Aufgabe A — Im Textauszug über die St.-Petri-Kapelle heißt es, dort gab es eigentlich nicht viel zu sehen. Warum ist der Besuch laut Text trotzdem der Rede wert?
Aufgabe B —
Stimmen diese Aussagen mit dem Textauszug über die St.-Petri-Kapelle überein? Antworte jeweils mit Ja oder Nein und zitiere die entscheidenden Worte genau.
(i) Die Petri-Kapelle ist meistens frei zugänglich.
(ii) An der Empore hängt das Wappen der von Ribbecks.
(iii) Im Vorgarten modert ein Holzkahn.
Aufgabe C — Schreib den Textauszug über die St.-Petri-Kapelle nach dem letzten Satz weiter.

Textauszug —

::::

In der St.-Petri-Kapelle neben dem Dom hängen an der Empore die Wappen anderer honoriger Familien, zum Beispiel das der von Ribbecks aus dem Havelland. Wie viele Familienmitglieder dieses Namens wird es gegeben haben und geben? Und wie viele ungeschriebene Romane gehen damit einher? Was aber erinnert wird, ist eine Birne, ist ein Gedicht aus der Feder eines ganz anderen „Fon“.
Die Petri-Kapelle ist übrigens nur selten zugänglich, zumeist bei Kunstausstellungen. Eigentlich viel gab es auch nicht zu sehen, doch empfand ich die Atmosphäre als äußerst erwähnenswert. Der Gang durch den verwilderten Vorgarten, in dem ein Holzkahn modert, war wie der Eintritt durch eine geheime romantische Pforte. Dazu das stille Herbstlicht ...

::::

Gegebene Daten —

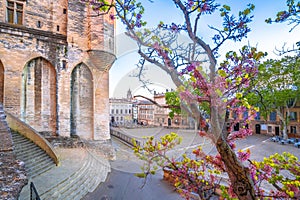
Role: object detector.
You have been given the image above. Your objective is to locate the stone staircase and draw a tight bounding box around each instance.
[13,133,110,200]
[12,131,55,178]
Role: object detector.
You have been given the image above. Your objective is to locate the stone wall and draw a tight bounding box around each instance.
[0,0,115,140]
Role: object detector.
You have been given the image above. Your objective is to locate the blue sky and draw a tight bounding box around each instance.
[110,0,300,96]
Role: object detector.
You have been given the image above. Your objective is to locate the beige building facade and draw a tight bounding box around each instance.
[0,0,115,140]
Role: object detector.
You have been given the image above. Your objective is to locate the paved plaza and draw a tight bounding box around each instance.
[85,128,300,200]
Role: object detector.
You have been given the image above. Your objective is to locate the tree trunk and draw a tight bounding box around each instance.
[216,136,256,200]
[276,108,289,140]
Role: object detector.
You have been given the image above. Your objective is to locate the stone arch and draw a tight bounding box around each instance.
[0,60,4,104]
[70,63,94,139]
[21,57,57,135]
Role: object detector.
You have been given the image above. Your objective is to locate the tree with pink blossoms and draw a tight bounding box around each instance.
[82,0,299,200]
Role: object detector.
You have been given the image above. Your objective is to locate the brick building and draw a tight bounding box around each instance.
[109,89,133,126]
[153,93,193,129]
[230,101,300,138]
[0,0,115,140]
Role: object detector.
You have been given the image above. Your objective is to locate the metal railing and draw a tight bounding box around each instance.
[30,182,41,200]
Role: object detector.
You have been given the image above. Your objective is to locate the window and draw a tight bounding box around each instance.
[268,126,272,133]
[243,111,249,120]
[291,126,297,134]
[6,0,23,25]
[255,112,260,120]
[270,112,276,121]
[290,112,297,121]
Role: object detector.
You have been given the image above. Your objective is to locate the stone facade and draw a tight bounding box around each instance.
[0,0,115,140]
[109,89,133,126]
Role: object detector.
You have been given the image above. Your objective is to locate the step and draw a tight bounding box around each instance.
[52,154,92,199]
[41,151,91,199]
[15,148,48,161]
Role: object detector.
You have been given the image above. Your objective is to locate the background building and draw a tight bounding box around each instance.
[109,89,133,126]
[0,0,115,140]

::::

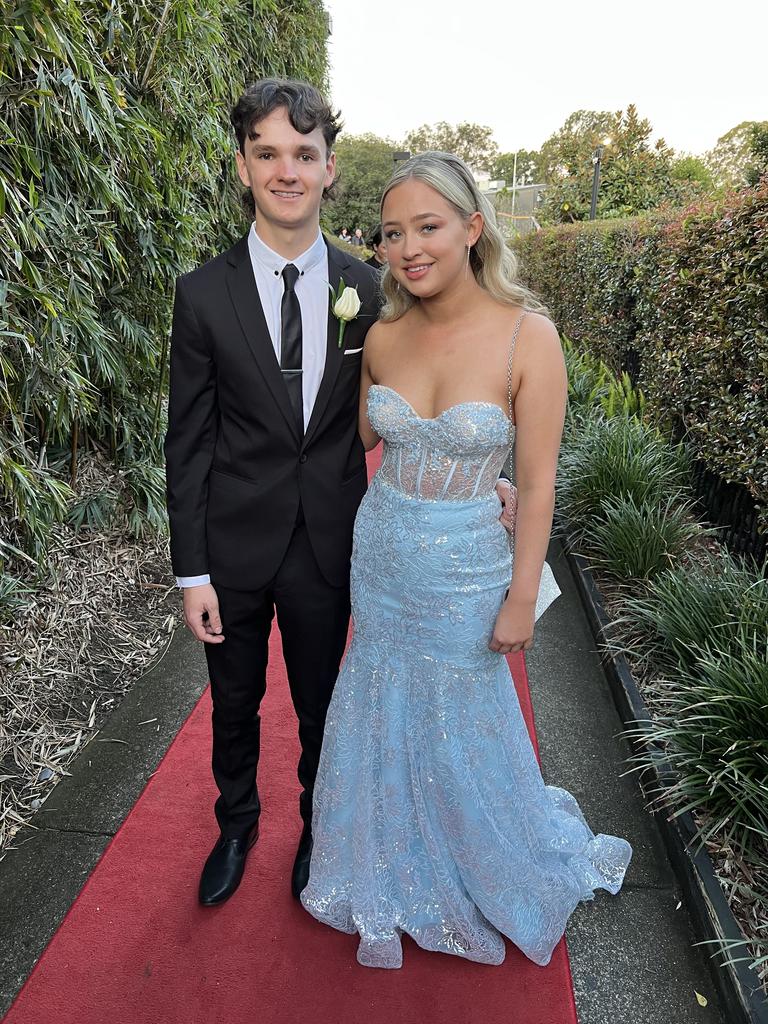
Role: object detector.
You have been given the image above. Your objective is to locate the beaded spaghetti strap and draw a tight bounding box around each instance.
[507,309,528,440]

::::

Schriftliche Antwort A — Weil die Atmosphäre als „äußerst erwähnenswert“ empfunden wurde.

Schriftliche Antwort B —
(i) Nein: „Die Petri-Kapelle ist übrigens nur selten zugänglich, zumeist bei Kunstausstellungen.“
(ii) Ja: „hängen an der Empore die Wappen anderer honoriger Familien, zum Beispiel das der von Ribbecks aus dem Havelland“
(iii) Ja: „in dem ein Holzkahn modert“

Schriftliche Antwort C —
In der Kapelle roch es nach alten Zeiten, Kirchenbüchern und Familiengruften. Das weiße Zellengewölbe kontrastiert dort alles etwas futuristisch. Die offenen Sakramentsnischen sind leer, wirken aber vollkommen. Und dass der letzte Slawenfürst Brandenburgs unter der Kapelle begraben sein soll, war fühlbar möglich.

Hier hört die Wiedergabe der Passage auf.